◆ SET EXERCISE:
Collect every line below that contains the word "grass", copying each one in full. Case counts.

◆ LISTING:
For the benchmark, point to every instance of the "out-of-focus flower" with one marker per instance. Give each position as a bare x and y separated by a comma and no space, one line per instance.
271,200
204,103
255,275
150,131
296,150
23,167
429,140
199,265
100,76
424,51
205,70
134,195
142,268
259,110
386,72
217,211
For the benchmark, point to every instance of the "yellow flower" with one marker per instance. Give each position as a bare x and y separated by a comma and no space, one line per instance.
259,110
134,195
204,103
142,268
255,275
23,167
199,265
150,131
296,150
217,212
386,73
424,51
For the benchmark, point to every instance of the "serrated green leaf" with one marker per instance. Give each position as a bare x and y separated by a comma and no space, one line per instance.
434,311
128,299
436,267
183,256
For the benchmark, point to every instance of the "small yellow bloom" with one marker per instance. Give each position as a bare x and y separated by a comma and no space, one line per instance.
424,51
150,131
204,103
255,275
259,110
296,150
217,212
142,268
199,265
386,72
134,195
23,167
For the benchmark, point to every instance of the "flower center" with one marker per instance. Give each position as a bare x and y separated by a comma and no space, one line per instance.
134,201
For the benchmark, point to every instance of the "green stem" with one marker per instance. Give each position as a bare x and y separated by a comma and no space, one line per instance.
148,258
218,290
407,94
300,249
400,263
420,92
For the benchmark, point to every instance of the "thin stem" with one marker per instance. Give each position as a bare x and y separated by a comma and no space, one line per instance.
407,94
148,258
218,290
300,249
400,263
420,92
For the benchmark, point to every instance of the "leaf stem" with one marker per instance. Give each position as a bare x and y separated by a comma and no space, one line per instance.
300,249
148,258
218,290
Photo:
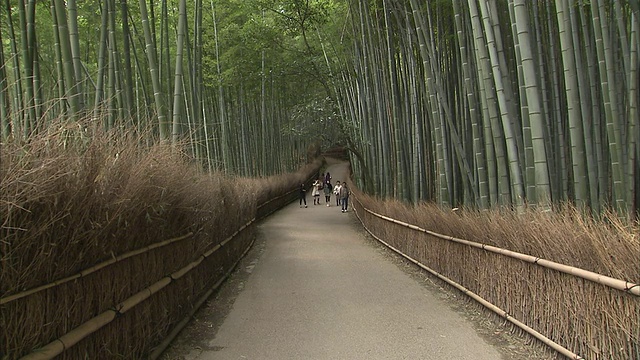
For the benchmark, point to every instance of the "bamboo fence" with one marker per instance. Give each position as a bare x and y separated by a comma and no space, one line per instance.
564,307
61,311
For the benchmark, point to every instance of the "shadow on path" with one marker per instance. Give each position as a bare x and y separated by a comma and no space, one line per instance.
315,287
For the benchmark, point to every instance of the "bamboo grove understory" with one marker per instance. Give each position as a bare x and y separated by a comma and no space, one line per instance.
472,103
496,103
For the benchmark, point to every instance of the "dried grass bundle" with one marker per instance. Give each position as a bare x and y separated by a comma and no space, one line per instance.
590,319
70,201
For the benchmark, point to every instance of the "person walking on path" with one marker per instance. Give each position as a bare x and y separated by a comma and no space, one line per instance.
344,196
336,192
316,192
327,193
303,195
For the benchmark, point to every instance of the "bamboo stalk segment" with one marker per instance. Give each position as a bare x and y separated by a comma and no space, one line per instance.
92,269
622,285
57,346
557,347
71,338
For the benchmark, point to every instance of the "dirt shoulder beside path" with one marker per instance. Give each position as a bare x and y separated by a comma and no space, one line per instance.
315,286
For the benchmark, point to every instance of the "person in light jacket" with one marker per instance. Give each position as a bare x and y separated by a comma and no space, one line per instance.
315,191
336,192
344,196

---

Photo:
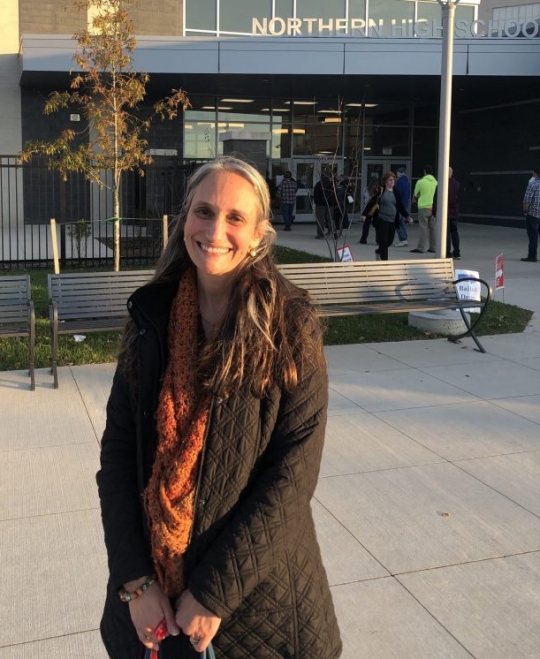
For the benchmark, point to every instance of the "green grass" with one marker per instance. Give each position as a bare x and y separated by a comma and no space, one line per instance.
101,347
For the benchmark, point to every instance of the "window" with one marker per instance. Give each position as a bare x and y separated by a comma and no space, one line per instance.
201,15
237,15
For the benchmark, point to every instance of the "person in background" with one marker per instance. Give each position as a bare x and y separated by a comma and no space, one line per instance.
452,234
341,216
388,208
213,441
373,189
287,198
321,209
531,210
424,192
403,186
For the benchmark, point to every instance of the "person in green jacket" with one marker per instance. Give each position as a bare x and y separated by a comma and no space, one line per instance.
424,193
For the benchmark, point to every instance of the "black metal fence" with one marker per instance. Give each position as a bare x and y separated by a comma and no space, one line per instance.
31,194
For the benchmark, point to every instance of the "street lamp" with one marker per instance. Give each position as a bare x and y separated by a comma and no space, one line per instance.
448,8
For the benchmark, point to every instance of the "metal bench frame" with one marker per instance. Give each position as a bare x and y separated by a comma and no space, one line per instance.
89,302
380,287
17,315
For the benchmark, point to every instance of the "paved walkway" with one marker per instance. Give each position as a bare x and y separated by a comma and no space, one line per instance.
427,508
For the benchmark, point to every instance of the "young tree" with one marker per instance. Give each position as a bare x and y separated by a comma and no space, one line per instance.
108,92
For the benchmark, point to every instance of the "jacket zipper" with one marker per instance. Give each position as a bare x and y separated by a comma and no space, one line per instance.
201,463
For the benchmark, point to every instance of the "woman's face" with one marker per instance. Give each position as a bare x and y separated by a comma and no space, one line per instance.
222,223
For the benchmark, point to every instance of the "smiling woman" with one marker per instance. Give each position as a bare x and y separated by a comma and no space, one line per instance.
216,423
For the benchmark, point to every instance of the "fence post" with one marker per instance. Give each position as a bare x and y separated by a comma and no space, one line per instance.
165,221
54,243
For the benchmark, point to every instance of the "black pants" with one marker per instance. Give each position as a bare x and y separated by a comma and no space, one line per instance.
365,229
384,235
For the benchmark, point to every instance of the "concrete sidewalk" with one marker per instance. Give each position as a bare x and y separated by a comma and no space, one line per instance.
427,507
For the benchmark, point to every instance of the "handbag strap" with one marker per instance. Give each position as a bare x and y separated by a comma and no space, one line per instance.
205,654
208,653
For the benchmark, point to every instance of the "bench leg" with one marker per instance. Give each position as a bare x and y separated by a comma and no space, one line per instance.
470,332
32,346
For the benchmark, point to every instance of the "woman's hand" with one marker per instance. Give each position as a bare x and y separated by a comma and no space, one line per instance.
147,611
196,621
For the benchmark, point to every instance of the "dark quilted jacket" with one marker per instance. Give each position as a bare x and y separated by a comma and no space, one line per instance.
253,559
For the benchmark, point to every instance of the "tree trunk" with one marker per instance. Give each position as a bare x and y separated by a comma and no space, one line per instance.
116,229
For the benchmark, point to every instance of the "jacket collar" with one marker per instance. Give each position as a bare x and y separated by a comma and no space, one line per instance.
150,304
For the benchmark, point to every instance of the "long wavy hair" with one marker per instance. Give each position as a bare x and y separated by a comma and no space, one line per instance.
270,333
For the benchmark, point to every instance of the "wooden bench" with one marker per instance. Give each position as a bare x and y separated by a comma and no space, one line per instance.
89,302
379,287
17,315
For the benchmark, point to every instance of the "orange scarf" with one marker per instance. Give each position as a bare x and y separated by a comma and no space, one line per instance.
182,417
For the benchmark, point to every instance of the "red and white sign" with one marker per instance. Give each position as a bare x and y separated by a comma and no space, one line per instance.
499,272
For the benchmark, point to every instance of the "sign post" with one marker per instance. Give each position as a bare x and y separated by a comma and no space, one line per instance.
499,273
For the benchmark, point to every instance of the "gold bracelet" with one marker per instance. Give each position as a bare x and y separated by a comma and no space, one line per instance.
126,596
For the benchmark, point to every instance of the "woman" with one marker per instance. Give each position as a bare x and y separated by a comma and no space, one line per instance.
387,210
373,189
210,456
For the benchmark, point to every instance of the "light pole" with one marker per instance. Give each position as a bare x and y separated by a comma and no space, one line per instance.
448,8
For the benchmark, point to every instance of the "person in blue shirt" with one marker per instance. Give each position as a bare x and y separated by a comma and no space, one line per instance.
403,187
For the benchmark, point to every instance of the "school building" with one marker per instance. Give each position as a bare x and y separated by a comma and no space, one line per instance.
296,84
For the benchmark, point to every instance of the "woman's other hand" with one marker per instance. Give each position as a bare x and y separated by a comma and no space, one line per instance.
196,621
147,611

◆ CORRECT RESPONSE:
For the benchmark, point to every instance of the "dried grass bundle" with one marker per instance. Give each position as a bare x and y separated by a comma and no space, one line per instance.
For the benchmark, point to every instance of the "green grass" with one marker per instance. Give each position as a bare x and y separated by a comma and no space, one line per instance.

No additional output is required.